━━━ The data

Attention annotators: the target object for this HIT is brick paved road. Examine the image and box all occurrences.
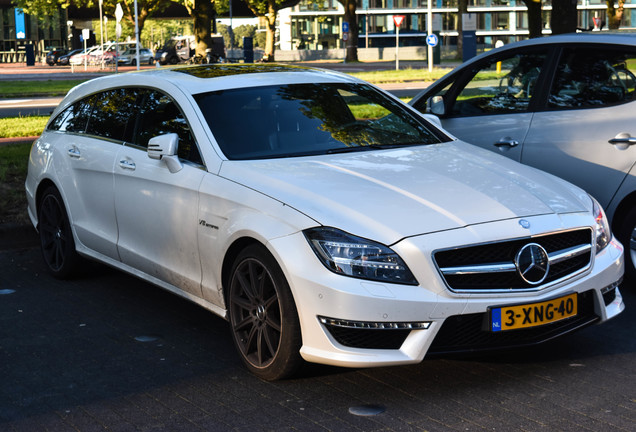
[0,249,636,432]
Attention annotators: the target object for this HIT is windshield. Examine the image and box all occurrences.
[195,83,449,160]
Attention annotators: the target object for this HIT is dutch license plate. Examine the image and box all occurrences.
[490,294,578,332]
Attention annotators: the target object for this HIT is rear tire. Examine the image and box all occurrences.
[38,186,80,279]
[228,244,303,381]
[616,207,636,283]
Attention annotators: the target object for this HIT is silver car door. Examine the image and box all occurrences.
[521,46,636,207]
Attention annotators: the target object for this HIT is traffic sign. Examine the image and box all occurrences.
[115,3,124,22]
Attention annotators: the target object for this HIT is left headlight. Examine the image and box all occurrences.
[304,227,417,285]
[590,195,612,253]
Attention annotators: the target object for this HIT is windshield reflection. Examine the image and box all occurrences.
[196,83,449,160]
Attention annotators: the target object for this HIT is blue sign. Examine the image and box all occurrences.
[15,8,26,39]
[426,33,439,46]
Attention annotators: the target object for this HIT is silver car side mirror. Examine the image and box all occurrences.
[426,95,446,115]
[148,133,183,173]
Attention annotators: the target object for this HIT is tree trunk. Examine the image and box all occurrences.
[263,0,278,61]
[344,0,359,62]
[550,0,578,34]
[192,0,214,57]
[605,0,625,30]
[523,0,543,39]
[457,0,468,59]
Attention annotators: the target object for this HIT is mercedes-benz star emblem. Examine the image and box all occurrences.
[515,243,550,285]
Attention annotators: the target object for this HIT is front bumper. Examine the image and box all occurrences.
[271,217,625,367]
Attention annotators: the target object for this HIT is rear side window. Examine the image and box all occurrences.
[548,47,636,109]
[451,52,546,117]
[48,96,94,133]
[86,88,139,142]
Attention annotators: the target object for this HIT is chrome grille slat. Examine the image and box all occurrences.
[433,228,593,293]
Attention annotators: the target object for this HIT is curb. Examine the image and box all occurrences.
[0,223,39,250]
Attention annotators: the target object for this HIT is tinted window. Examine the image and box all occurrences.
[48,96,94,133]
[87,88,139,141]
[548,47,636,108]
[451,53,546,116]
[196,84,447,159]
[134,91,203,164]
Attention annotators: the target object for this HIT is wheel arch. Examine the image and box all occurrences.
[35,178,60,229]
[221,237,266,306]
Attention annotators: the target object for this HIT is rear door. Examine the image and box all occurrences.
[521,44,636,207]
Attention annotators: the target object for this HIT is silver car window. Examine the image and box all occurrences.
[548,46,636,109]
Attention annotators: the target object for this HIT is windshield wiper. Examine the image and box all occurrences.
[326,143,418,154]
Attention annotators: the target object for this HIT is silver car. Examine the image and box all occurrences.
[410,33,636,281]
[117,48,154,66]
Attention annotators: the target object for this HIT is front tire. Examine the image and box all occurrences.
[616,207,636,282]
[38,186,80,279]
[228,244,302,381]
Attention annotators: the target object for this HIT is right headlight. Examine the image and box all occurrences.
[304,227,417,285]
[590,195,612,253]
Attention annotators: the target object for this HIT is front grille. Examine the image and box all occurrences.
[433,228,593,292]
[428,291,599,354]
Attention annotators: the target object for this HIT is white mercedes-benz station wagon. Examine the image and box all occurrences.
[26,64,624,379]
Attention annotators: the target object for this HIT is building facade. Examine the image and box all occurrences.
[279,0,636,50]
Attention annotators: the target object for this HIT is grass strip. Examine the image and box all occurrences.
[0,142,31,224]
[0,79,86,98]
[349,68,452,84]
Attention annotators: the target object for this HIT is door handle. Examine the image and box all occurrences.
[607,132,636,150]
[494,137,519,150]
[119,159,137,171]
[68,146,82,159]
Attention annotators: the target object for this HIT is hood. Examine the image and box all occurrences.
[219,142,590,245]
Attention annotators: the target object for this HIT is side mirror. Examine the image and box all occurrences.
[421,114,444,129]
[426,95,446,116]
[148,133,183,173]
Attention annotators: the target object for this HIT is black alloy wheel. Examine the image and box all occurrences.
[38,186,79,278]
[228,245,302,380]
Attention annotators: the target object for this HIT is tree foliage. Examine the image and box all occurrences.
[243,0,300,60]
[14,0,172,37]
[523,0,543,38]
[338,0,360,62]
[218,24,265,49]
[605,0,625,30]
[550,0,578,34]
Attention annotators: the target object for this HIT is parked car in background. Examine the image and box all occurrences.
[410,33,636,282]
[155,34,225,65]
[69,46,100,66]
[26,64,624,379]
[117,48,155,66]
[46,48,67,66]
[57,48,84,66]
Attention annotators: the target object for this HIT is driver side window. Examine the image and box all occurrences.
[450,52,546,117]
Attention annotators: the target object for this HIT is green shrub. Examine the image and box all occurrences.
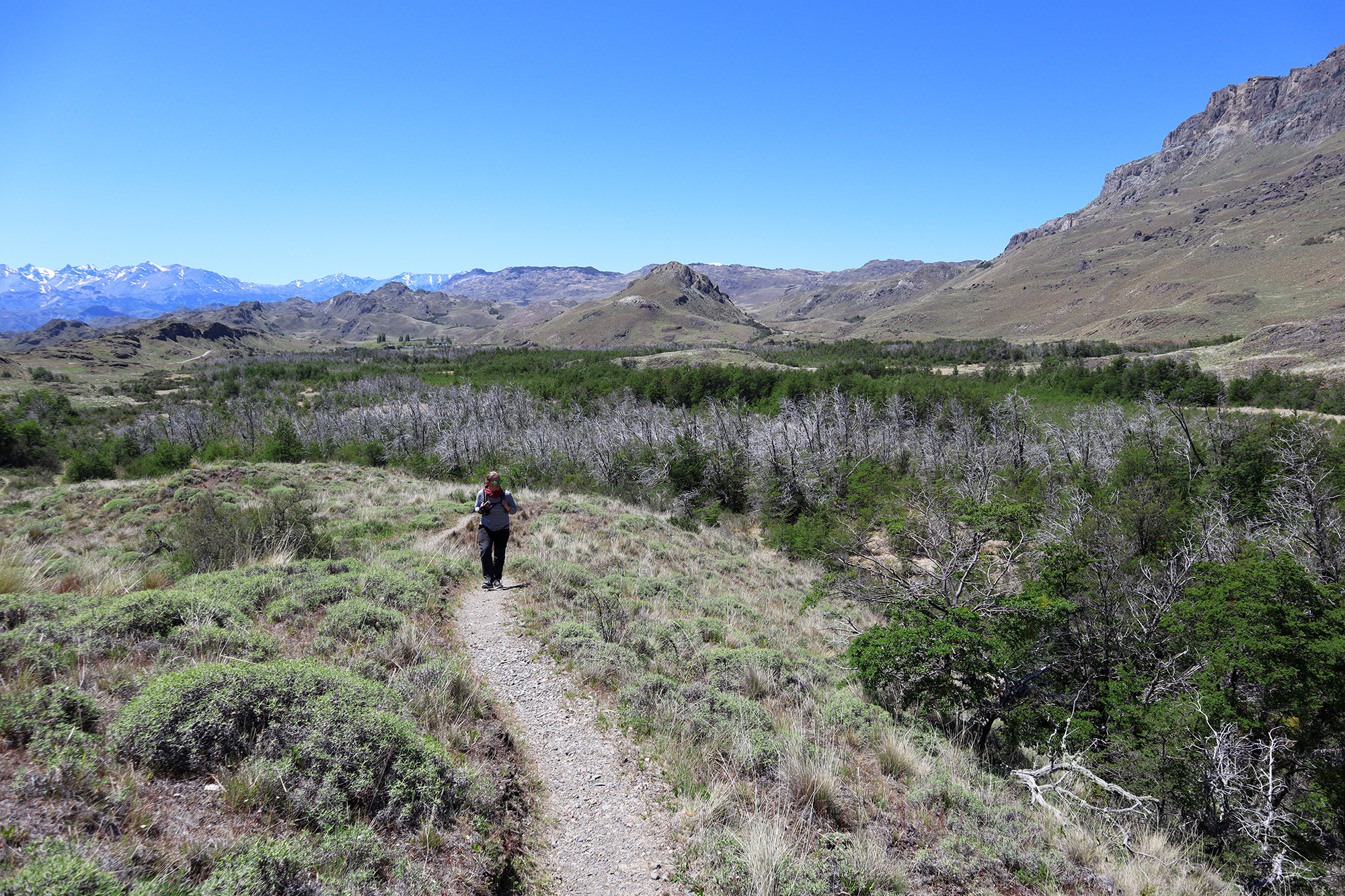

━━━━━━

## Exercise prompt
List every line in the rows above that contains the word "tree", with matching case-sensitive.

## Reply to the exercise
Attention annotators: the target object for this HIT is tree trunk. Examine the image and box all occurrences.
Attention annotators: the target object for this HIT is tree foliage. Examine the image and box all occurrences.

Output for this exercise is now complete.